» **TASK INSTRUCTIONS**
Set down, unchanged, the portion of the records below that begins with the line containing "Request = tag one keypoint per instance of the tall" and continues through the last line of the records.

» **INFORMATION GIVEN**
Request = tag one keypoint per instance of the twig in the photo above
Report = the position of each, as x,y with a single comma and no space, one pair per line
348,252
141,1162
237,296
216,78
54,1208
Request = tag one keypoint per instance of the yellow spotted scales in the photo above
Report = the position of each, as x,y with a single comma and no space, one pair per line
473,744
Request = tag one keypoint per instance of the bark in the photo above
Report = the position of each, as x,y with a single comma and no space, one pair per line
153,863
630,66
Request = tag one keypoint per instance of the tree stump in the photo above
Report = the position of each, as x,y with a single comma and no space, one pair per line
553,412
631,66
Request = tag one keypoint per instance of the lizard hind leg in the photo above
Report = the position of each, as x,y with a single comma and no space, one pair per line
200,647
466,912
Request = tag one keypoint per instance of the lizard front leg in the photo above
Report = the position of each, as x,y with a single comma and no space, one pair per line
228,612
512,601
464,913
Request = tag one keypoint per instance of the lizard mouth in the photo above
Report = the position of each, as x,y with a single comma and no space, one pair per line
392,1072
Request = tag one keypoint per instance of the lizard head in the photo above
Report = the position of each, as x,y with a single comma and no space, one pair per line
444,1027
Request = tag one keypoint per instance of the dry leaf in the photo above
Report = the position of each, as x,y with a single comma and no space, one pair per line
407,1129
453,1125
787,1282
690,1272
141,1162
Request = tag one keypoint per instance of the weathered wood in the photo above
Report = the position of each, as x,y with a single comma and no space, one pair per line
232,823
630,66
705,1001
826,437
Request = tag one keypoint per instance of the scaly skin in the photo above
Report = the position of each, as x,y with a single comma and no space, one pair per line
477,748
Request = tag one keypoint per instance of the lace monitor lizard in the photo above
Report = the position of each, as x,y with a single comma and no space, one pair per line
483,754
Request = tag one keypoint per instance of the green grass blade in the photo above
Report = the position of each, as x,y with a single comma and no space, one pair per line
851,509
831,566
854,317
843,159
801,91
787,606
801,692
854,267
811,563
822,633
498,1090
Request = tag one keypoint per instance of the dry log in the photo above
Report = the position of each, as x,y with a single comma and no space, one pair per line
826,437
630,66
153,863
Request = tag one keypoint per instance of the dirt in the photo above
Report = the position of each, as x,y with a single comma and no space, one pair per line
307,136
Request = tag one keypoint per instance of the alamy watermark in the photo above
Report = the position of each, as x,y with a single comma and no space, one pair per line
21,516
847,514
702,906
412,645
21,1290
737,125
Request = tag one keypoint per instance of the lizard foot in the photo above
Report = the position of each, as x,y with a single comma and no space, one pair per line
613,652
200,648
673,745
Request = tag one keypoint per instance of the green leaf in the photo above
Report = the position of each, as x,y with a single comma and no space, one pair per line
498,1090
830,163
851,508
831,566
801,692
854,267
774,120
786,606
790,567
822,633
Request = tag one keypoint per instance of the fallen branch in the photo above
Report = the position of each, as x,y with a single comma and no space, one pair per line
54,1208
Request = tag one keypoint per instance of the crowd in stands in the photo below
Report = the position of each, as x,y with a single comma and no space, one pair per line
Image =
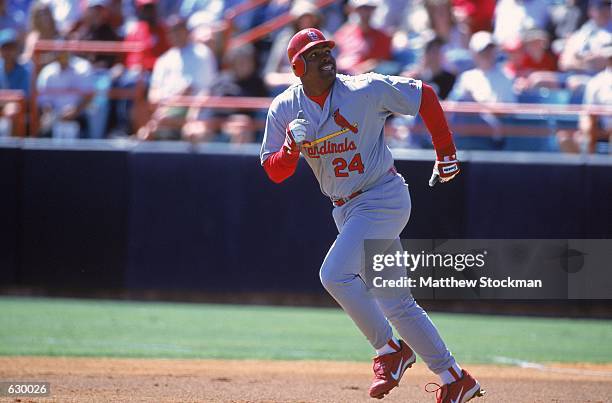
484,51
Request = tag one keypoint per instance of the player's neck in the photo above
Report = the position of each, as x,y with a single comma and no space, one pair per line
316,89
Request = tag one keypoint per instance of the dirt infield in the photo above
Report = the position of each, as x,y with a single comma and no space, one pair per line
148,380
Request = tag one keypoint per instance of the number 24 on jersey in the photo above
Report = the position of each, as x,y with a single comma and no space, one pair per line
343,169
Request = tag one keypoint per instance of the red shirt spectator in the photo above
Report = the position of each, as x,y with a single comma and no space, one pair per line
152,33
478,14
360,42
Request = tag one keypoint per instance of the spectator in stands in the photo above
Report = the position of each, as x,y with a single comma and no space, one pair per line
42,26
566,16
65,92
9,19
512,17
187,68
487,82
454,34
593,129
531,62
277,71
582,51
361,47
238,79
390,15
476,14
431,68
96,26
13,76
150,32
66,14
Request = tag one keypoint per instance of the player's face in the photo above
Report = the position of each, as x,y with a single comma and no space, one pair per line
320,63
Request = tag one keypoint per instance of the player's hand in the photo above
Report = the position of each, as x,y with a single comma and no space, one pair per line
296,133
445,168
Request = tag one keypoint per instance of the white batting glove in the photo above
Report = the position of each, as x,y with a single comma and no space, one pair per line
296,132
297,127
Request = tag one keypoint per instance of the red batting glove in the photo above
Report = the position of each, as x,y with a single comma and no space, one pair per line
290,146
446,166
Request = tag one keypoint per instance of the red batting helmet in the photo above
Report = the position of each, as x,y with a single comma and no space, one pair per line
300,43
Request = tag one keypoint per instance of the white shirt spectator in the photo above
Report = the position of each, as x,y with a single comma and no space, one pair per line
589,39
76,76
483,86
66,13
599,92
192,66
514,16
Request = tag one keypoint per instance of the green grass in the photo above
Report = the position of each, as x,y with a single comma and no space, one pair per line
32,326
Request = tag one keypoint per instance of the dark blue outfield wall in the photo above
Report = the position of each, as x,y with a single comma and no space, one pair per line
115,215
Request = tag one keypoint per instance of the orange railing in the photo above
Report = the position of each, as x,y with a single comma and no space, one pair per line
262,103
77,47
269,26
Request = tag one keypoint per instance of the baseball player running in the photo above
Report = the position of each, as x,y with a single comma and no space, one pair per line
336,122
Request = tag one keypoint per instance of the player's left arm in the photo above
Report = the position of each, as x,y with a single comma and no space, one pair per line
408,96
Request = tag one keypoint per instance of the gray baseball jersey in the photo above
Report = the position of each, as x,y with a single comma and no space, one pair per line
347,153
347,149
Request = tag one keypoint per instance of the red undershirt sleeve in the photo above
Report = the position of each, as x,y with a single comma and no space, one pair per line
281,165
433,116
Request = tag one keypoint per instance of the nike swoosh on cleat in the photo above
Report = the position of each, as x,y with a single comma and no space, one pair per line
458,397
400,369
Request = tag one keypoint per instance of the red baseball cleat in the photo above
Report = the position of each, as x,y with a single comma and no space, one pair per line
388,370
459,391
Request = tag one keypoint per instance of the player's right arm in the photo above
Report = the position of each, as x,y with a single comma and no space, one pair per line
280,151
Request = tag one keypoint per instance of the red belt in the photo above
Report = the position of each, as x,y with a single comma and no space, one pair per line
343,201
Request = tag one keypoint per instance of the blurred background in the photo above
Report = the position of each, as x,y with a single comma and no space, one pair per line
129,134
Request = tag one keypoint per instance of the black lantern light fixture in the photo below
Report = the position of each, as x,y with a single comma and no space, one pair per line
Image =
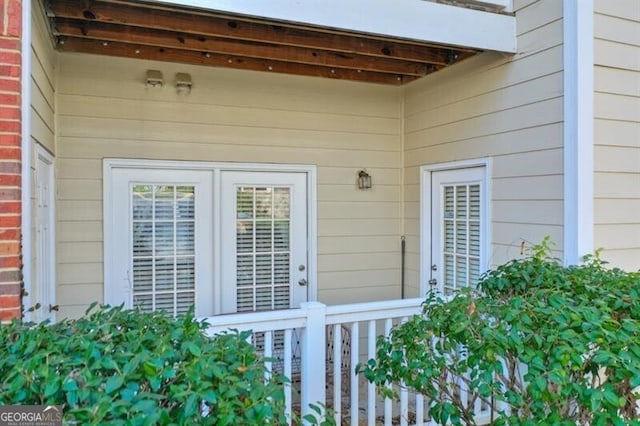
364,180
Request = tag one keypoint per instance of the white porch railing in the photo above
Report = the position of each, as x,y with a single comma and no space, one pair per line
299,338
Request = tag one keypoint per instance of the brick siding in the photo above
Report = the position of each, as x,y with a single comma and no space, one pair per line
10,157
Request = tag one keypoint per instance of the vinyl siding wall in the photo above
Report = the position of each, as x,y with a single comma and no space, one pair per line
617,131
43,60
105,111
509,108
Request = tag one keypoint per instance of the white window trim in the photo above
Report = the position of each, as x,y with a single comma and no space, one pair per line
109,165
425,212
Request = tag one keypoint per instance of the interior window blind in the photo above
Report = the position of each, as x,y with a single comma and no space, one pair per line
163,253
263,248
461,231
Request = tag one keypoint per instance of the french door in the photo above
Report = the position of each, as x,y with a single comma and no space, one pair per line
42,291
264,237
458,218
159,247
224,241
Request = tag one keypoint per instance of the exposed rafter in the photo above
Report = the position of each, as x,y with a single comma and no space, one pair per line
151,31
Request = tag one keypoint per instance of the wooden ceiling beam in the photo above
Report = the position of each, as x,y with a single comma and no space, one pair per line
143,36
72,44
211,25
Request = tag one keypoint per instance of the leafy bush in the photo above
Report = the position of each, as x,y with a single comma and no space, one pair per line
128,367
541,343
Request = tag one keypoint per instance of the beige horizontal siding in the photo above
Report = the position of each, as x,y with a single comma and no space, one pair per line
105,111
617,132
509,108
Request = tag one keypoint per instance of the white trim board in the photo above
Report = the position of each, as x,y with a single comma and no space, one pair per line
408,19
109,165
27,151
578,129
425,210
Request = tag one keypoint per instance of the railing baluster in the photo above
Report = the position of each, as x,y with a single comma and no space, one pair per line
371,387
355,350
287,356
388,403
419,409
337,372
404,395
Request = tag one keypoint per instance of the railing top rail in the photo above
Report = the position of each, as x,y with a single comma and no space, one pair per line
295,318
257,321
338,314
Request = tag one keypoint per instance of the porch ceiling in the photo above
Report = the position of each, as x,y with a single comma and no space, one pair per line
151,30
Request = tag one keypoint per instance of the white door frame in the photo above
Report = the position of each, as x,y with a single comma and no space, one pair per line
426,212
109,165
45,264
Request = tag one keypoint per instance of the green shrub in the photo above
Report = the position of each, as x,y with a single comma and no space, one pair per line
545,344
127,367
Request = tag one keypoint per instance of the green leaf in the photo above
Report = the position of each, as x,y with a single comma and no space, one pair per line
195,350
113,383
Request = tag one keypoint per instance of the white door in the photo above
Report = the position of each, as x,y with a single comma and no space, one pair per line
159,231
458,222
264,240
42,290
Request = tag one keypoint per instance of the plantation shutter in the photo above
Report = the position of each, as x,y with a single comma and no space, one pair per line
461,235
263,227
163,251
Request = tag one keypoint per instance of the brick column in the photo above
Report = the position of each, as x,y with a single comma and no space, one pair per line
10,159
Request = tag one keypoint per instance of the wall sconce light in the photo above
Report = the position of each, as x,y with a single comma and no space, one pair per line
364,180
183,83
154,78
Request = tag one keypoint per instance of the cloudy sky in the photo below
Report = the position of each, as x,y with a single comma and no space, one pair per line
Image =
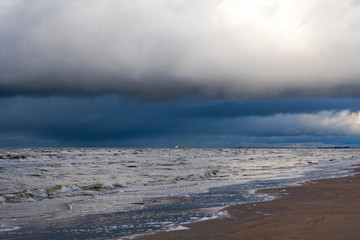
198,73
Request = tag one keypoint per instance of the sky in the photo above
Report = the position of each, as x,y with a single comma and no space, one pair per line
197,73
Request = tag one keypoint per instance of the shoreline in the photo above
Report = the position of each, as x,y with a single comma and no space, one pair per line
320,209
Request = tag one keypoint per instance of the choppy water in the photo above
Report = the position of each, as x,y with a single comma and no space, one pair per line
89,193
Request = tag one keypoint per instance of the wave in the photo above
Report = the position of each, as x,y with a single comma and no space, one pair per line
39,194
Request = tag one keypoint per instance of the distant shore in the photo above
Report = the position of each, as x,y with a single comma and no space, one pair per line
324,209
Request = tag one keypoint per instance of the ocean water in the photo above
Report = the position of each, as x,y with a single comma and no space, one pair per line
112,193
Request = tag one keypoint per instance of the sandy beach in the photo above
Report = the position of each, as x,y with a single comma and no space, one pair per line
324,209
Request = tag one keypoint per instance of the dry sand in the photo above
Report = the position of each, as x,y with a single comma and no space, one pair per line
325,209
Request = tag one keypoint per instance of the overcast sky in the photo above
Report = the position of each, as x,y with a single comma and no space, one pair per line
157,73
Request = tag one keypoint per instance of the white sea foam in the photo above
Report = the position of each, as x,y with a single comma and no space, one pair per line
91,181
177,228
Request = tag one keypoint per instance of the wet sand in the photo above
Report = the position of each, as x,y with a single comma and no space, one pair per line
325,209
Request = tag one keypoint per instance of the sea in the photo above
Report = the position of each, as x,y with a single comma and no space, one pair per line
120,193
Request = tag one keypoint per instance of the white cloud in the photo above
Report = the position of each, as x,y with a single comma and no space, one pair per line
236,48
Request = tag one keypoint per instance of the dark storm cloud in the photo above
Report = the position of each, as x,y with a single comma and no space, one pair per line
170,49
108,121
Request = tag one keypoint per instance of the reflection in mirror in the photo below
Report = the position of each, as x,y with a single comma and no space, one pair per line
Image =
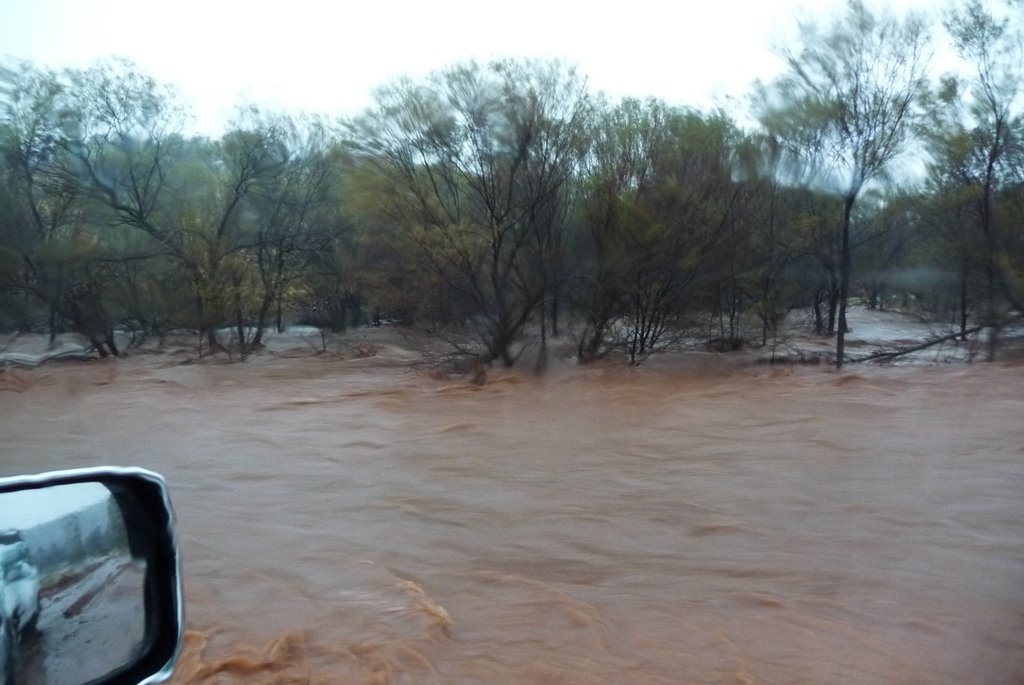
73,605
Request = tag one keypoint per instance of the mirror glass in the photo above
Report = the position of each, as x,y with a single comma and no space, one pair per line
72,598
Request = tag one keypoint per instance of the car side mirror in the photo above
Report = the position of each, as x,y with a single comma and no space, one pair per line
90,588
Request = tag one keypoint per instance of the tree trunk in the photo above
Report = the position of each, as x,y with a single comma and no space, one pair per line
844,280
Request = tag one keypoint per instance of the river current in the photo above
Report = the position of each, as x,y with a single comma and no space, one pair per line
690,521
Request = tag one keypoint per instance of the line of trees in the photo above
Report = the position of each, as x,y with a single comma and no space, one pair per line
508,203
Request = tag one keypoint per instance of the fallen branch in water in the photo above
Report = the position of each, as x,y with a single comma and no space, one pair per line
27,360
889,355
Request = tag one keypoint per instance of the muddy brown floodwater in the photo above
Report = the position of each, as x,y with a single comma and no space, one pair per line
690,521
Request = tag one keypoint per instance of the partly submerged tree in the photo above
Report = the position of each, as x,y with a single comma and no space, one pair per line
845,108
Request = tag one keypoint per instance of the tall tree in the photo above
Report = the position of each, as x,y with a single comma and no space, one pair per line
475,161
975,135
845,108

» **RESULT**
Request = tag one keypoint per instance of the tall tree in the photo above
Report = the position of each, as x,y with a single comma and no space, one pair per line
475,161
975,135
845,108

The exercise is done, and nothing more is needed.